* **Work item A**
Extract the portion of the article on the new college health sciences buildings from "SCC and HCC" up to and including "County after graduation.", copying it word for word.
* **Work item B**
Extend the article about the new health sciences buildings at SCC and HCC by writing what comes next after its final sentence.

* **Text for analysis**
SCC and HCC are hoping to attack two of those three issues with plans for new health sciences buildings. These projects aim to drastically increase capacity to train new health professionals and to pull from a largely local pool of applicants who are already familiar with the community’s rural nature and likely to stick around after graduation. SCC, for example, estimates that about 90 percent of its graduates live and work in Jackson, Macon or Swain County after graduation. 

HCC just broke ground on its new building this year, but SCC’s has been under construction since 2019 and is scheduled for completion in June. The $21 million project will yield 55,411 square feet of state-of-the-art lab and classroom space that will house SCC’s 14 existing health sciences programs along with two new ones. With the extra space, SCC expects to increase health sciences admissions by 57 percent over the next three years, with capacity growing from 506 to nearly 800. 

“The building immediately gives us more capacity for the numbers of students that we can accept into our health science programs,” said Brooks. “Most of our programs have limitations on the number of students that can be accepted into the program, and oftentimes that’s tied to the physical space that the program has to provide adequate lab experiences to those students.”

HCC’s 16,000-square-foot building, meanwhile, will double the space available for nursing education, a program currently enrolling 49 students. Construction will last about one year, wrapping up in time for use in fall 2022. 

 

Hope for the future

The pandemic has shown what a vital, difficult and sometimes dangerous field health care can be, but educators say that their students aren’t backing away from the challenge.

* **Supplied data**
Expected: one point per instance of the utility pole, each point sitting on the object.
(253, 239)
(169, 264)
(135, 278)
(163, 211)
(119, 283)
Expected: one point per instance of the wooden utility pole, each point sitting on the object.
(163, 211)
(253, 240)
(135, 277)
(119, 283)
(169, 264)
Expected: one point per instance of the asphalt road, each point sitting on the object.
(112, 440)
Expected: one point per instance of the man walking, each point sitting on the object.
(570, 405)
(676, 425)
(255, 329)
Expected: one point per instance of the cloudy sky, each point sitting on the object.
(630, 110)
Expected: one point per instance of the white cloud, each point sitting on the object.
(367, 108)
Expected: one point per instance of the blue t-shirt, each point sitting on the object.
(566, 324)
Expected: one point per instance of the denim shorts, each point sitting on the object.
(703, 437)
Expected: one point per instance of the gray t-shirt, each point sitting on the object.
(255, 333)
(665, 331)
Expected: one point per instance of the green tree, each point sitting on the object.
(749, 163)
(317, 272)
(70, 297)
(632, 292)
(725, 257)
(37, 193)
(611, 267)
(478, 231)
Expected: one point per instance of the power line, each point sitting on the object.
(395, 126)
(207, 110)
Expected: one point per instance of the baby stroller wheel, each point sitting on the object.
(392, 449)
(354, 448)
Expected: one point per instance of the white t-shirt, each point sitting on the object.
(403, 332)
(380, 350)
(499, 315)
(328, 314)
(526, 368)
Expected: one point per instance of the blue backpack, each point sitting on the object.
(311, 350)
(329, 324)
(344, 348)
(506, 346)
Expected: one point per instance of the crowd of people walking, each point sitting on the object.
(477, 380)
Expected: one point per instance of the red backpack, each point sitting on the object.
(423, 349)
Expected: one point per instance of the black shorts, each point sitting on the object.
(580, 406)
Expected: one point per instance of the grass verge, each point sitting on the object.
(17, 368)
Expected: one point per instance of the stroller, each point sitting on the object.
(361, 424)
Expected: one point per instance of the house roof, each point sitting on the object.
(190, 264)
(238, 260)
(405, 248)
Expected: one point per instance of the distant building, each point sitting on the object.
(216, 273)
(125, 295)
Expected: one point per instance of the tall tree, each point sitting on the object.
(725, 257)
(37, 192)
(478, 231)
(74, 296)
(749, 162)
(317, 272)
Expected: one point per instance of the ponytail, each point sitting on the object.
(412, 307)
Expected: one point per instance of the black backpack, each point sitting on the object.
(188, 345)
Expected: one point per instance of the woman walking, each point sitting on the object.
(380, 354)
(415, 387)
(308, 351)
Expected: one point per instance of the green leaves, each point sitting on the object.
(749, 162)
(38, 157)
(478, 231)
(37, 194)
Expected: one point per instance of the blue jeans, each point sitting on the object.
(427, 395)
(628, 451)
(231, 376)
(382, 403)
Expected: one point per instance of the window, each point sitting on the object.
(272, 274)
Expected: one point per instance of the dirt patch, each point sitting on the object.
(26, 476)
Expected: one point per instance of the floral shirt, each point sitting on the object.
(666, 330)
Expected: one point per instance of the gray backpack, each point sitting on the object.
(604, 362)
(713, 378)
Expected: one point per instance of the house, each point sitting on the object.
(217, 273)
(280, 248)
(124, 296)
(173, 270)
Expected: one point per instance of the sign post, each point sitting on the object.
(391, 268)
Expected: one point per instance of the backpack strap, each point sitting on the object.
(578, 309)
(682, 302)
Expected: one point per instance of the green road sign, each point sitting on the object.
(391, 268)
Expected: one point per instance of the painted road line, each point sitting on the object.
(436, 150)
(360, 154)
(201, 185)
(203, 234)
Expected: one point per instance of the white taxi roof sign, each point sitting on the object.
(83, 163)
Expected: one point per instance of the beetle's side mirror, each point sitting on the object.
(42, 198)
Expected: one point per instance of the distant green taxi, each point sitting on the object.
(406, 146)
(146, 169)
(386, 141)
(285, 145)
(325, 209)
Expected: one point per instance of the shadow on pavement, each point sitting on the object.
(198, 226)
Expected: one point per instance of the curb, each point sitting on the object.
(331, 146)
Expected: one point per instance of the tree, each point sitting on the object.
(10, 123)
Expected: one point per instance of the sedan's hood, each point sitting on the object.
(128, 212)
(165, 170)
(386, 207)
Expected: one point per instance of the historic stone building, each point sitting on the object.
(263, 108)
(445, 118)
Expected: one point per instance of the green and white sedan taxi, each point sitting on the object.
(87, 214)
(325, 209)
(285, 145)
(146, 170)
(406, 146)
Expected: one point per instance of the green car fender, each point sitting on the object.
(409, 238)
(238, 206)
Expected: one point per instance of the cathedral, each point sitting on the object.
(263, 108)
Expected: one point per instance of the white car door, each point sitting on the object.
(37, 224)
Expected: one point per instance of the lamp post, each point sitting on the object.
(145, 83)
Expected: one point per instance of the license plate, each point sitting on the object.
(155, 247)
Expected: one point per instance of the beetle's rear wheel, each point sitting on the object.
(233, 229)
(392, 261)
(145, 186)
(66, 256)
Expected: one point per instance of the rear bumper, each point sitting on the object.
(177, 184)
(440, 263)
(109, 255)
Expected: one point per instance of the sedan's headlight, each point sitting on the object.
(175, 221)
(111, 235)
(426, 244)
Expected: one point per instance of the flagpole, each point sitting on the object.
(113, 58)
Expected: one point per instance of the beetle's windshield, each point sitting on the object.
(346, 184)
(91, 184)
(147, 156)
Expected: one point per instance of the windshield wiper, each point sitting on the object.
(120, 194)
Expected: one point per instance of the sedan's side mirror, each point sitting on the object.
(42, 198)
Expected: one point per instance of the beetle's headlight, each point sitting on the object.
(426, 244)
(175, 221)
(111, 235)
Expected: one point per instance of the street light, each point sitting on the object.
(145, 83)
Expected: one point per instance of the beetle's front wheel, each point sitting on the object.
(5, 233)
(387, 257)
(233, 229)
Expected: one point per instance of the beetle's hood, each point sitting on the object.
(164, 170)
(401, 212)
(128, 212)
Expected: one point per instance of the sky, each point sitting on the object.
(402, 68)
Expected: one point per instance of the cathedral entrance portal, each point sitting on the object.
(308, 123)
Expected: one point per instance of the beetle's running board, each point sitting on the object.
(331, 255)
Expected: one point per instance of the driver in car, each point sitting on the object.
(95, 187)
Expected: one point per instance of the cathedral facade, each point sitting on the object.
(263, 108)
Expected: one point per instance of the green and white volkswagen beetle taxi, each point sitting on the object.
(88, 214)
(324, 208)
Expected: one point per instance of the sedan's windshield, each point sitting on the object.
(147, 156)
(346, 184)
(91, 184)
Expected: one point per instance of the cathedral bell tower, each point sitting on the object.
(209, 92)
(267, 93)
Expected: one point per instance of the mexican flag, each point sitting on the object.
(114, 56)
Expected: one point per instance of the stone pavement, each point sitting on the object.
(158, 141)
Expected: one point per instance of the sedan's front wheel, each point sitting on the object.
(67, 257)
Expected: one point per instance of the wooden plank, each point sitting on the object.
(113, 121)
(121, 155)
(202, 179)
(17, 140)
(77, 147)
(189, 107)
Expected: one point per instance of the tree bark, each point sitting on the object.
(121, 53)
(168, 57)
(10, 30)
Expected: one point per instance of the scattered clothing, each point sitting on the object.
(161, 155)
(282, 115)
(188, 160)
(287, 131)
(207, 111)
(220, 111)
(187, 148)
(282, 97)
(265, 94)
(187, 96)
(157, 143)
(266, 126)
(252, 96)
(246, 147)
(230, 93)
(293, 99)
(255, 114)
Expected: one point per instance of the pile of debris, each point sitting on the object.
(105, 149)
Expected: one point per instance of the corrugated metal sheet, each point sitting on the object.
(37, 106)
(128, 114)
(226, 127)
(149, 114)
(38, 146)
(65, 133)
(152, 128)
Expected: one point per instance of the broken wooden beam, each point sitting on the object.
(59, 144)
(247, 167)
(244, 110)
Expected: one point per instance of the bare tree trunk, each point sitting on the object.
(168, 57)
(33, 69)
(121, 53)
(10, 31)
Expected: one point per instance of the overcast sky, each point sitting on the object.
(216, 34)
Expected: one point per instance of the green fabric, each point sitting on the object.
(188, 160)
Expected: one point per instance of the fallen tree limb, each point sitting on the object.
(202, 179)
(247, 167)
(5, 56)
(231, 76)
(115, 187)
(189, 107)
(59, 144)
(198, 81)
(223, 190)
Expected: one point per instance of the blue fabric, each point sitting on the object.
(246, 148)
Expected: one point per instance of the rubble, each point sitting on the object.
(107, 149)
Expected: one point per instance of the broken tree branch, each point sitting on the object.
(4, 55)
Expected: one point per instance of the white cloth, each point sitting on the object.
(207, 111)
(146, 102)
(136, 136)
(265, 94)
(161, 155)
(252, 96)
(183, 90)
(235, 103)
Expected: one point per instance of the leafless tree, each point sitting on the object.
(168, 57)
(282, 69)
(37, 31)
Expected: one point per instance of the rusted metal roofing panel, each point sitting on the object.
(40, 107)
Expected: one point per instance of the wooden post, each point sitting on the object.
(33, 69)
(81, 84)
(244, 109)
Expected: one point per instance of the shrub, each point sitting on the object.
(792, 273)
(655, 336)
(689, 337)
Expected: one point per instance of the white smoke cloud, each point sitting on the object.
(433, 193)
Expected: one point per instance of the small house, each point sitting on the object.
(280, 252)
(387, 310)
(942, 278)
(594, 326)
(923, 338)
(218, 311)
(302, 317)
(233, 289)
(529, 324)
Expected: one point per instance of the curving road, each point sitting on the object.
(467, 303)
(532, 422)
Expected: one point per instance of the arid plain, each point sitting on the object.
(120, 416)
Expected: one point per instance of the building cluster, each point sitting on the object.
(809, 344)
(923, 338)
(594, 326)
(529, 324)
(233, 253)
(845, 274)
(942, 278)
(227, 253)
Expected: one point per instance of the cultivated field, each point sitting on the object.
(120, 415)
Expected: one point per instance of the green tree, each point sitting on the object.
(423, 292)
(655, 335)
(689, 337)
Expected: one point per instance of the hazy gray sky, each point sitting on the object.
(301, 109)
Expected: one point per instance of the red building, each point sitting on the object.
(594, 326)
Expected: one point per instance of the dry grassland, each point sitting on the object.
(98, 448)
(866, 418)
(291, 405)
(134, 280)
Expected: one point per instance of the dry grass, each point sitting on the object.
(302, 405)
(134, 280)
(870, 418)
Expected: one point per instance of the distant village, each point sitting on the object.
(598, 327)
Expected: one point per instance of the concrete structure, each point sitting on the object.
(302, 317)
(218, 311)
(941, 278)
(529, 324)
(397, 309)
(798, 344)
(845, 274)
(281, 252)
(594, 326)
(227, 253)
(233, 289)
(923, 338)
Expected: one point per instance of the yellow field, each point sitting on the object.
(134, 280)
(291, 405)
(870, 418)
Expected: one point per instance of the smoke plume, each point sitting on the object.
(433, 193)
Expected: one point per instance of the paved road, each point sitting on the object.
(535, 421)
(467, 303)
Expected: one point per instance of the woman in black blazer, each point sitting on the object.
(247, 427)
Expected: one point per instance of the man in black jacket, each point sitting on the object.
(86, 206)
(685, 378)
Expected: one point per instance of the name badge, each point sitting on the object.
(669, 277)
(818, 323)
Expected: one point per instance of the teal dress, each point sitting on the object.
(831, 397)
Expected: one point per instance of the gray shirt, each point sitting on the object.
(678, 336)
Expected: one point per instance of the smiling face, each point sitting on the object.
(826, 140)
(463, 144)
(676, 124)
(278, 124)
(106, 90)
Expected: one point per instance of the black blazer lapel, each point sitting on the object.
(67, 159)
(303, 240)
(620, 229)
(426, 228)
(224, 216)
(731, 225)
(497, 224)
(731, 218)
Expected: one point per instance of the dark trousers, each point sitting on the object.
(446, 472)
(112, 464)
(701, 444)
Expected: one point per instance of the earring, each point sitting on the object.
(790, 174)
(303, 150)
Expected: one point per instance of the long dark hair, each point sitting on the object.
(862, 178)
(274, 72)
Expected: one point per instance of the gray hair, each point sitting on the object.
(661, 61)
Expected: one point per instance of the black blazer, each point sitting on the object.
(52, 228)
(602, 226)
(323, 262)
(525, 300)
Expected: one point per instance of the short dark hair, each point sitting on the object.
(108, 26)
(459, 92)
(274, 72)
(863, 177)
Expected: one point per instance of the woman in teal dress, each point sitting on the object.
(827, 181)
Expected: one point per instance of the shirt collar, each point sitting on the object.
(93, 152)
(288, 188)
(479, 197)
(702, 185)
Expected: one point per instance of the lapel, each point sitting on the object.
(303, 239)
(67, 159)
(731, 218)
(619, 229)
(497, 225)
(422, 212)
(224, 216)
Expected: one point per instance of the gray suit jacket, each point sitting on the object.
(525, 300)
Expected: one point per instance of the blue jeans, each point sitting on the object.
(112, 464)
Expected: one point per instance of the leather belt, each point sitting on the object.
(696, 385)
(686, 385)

* **Reply A**
SCC and HCC are hoping to attack two of those three issues with plans for new health sciences buildings. These projects aim to drastically increase capacity to train new health professionals and to pull from a largely local pool of applicants who are already familiar with the community’s rural nature and likely to stick around after graduation. SCC, for example, estimates that about 90 percent of its graduates live and work in Jackson, Macon or Swain County after graduation.

* **Reply B**
“Not a single one dropped out due to COVID,” said Eric Hester, EMS Program Coordinator for SCC. “They actually stepped up to the plate, and they accepted the challenge. It kind of just reaffirmed to them that, ‘I’m needed, and let’s get out there and get to work.’” 

At 55, Hester’s finding that working in the back of an ambulance takes an increasing physical toll, and during the winter, when nearly every call was for a COVID-positive patient and the vaccine wasn’t available yet, it was downright scary. He found his students’ response to the challenge encouraging.

“They’re fresh and ready to go, and that’s rejoicing to me because since I’m older I’d like to step back and let the younger people step up to the plate,” he said.

Hester did see a lag in interest during the 2020-21 school year, with only seven students in a cohort that would usually have 14 or 15. Nationwide, community colleges saw a 10 percent drop in enrollment between fall 2019 and fall 2020, for a variety of reasons. But Hester is hopeful that applications will return to a more normal level in the year ahead. 

Thankfully, the drastic decrease in Hester’s program was the exception rather than the rule. Moyle said that he saw about the same number of applications for 2020-21 as for 2019-20.

“Most community colleges have seen a decrease in enrollment, but that hasn’t been so much the case for our health science programs,” said Brooks. 

Putnam said that enrollment seems to be down “a little bit,” but not significantly. However, that could change next year, because typically students planning to enter the nursing program will take their general education courses before applying. It’s possible that fewer chose to do that this academic year, which could lead to fewer applications in the year ahead.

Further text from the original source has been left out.